**Kutipan Teks:**
^^^^^^^^

Sudah dua tiga kali saya datang ke rumah indah dan bagus itu; setiap kali saya datang bertambah sukanya melihat kelakuan saya dan belas kasihan akan nasib saya. Pada suatu hari perempuan itu bertanya kepada saya; " Di mana engkau tinggal anak, dan siapa ayah bondamu?"(dalam novel)
Dalam film tak pernah diceritakan bagaimana mereka bertemu, hanya dijelaskan melalui ucapan tokoh.

Penambahan
Seperti yang saya katakan tadi di awal, bahwa sutradara sebelumnya telah memilih hal-hal yang penting dalam novel, sehingga ada kemungkinan penambahan pada alur, tokoh, latar atupun suasana. Saya menemukan penambahan itu dalam film ini, ini yang dapat saya temukan,

Kemudian kisah cinta mereka mulai mendapat ujian. Jika kita dapat temukan, dalam novel ujian itu dimulai ketka Engku Ja’far meninggal dunia, mulai disinilah cinta mereka di uji.
“SEPERUNTUNGAN Setelah beberapa lama kemudian, dengan tidak disangka-sangka satu musibah besar telah menimpa kami berturut-turut. Pertama ialah kematian sekonyong-konyong dari Engku Haji Jaafar yang dermawan. Ia seorang yang sangat dicintai oleh penduduk negeri, kerana ketinggian budinya dan kepandaiannya dalam pergaulan; tidak ada satu pun perbuatan umum di sana yang tak dicampuri oleh Engku Haji Jaafar. Kematiannya membawa perubahan yang bukan sedikit kepada perhubungan kami dan rumahtangga Zainab. Dia yang telah membuka pintu yang luas kepada saya memasuki rumahnya di zaman hidupnya, sekarang pintu itu mahu tak mahu telah tertutup. Sebagai seorang lain, Pertemuan kami tidak berleluasa seperti dulu lagi. Ah…. zaman semasa anak-anak, dia telah pergi dari kalangan kami dan tak akan kembali lagi…”(dalam novel)
nah, sekarang akan saya tunjukkan perbedaan hal yang menguji cinta mereka. Dalam film ujian itu bermula diusirnya Hamid yang di asingkan dari kampong karena telah memberikan nafas buatan kepada Zainab yang tak sadarkan diri setelah tercebur ke dalam sungai. Saat itu Zainab ingin melihat lomba, bisa dikatakan seperti itu,  yang pada saat itu Hamid menjadi salah satu peserta. Karena tergesa-gesa Zainab yang belum bisa menguasai sepedanya itu langsung saja tercebur kedalam kolam.
Beberapa gambar yang dapat saya jadikan bukti bahwa kejadian itu ada di film namun dalam novel tidak ada.

^^^^^^^^

**Data yang Diberikan:**
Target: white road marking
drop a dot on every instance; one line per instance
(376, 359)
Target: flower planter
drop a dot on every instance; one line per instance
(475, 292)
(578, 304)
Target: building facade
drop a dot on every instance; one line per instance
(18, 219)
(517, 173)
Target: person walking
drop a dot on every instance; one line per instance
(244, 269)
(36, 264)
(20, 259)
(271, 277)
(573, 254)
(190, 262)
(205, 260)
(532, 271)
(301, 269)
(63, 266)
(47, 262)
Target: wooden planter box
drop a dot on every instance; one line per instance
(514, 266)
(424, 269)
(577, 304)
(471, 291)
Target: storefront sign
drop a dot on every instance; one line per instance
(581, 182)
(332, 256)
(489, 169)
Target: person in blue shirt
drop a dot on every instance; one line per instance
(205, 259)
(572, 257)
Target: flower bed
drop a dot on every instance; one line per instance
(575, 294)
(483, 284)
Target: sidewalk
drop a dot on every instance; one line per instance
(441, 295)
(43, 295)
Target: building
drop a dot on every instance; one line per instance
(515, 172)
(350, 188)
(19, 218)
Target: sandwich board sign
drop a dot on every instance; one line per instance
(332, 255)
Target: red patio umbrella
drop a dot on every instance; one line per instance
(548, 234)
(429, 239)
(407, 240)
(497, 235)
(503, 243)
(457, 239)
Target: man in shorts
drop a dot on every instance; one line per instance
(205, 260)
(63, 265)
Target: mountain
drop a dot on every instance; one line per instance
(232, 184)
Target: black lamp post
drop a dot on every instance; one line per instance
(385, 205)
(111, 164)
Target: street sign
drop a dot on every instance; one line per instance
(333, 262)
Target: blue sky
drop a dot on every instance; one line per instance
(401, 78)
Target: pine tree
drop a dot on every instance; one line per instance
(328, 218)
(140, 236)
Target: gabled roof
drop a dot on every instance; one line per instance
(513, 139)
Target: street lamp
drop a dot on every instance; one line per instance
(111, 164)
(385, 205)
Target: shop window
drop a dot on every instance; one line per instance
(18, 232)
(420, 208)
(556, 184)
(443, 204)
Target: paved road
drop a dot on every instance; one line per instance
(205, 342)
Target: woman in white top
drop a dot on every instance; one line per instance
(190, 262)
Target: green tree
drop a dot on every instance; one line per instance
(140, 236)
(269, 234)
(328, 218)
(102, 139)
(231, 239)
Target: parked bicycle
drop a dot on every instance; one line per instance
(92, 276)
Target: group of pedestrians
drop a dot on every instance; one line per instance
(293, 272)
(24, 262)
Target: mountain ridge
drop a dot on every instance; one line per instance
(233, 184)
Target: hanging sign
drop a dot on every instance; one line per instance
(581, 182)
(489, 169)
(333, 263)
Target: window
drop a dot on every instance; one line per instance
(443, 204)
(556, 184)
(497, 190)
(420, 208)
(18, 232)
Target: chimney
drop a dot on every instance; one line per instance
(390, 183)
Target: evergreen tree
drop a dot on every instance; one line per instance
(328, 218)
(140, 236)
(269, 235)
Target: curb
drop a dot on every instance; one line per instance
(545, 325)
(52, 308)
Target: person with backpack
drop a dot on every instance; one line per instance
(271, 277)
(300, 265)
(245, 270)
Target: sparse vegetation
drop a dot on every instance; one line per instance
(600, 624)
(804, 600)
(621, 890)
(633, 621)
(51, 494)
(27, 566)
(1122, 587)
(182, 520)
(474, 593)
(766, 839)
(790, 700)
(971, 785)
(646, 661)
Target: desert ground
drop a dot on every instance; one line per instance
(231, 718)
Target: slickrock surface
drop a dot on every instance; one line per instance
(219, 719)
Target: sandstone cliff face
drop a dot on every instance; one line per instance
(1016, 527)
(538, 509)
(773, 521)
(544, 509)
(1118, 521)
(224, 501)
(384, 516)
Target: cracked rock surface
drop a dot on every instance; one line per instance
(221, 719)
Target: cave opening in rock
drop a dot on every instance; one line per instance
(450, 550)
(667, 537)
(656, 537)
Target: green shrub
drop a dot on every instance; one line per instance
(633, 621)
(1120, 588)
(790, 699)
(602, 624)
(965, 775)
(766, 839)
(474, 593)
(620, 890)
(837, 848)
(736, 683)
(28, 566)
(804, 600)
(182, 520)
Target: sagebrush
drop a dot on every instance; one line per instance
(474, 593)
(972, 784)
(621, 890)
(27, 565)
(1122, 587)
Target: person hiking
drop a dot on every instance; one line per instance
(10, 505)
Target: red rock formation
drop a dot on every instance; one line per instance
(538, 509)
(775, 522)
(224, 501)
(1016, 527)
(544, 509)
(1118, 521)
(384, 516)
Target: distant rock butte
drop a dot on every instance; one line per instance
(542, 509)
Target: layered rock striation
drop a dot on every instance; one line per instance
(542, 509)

^^^^^^^^

**Tugas:**
Salin persis bagian kutipan teks mulai dari "Dalam film tak" sampai dengan "mereka di uji.". Data ini tidak ada hubungannya dengan kutipan teks.

**Jawaban Tertulis:**
Dalam film tak pernah diceritakan bagaimana mereka bertemu, hanya dijelaskan melalui ucapan tokoh.

Penambahan
Seperti yang saya katakan tadi di awal, bahwa sutradara sebelumnya telah memilih hal-hal yang penting dalam novel, sehingga ada kemungkinan penambahan pada alur, tokoh, latar atupun suasana. Saya menemukan penambahan itu dalam film ini, ini yang dapat saya temukan,

Kemudian kisah cinta mereka mulai mendapat ujian. Jika kita dapat temukan, dalam novel ujian itu dimulai ketka Engku Ja’far meninggal dunia, mulai disinilah cinta mereka di uji.